TASK DETAILS: Which lines in the entries below contain the string "every", counting uppercase and lowercase as different? Copy out those lines in full.

** Start DATA **

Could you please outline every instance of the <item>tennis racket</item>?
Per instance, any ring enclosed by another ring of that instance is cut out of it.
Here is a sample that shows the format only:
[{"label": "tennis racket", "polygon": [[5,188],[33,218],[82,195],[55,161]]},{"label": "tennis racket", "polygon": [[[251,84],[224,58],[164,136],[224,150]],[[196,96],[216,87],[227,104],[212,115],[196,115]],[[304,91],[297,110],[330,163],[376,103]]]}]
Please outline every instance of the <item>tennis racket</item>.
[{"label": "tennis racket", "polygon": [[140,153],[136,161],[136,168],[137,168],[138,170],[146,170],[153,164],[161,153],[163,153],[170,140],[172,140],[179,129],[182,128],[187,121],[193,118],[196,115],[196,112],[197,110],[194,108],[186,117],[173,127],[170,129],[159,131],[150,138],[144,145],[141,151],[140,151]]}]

** End DATA **
** Start DATA **

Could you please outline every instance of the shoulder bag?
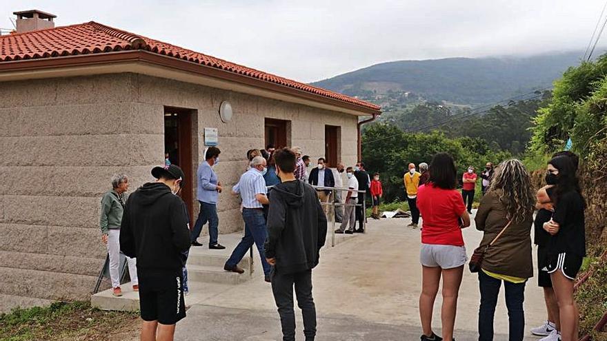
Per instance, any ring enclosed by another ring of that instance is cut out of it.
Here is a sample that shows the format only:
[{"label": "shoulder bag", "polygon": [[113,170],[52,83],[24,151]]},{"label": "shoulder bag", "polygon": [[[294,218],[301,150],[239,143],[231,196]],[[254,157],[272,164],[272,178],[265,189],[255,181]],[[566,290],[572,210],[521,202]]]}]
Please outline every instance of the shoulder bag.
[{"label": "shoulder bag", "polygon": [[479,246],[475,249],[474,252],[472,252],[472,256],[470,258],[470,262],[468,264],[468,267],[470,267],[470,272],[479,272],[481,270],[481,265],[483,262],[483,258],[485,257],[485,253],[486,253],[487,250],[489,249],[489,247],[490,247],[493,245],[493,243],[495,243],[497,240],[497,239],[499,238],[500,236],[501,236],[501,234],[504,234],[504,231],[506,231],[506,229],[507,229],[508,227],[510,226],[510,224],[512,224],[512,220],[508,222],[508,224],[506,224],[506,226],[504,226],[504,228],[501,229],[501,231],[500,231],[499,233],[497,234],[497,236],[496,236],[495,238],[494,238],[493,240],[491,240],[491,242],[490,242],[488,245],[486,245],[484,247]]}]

** End DATA **

FINISHED ANSWER:
Could you please outline every instance of the <item>tennis racket</item>?
Please outline every instance of the <item>tennis racket</item>.
Could you please outline every instance of the shoulder bag?
Please outline every instance of the shoulder bag.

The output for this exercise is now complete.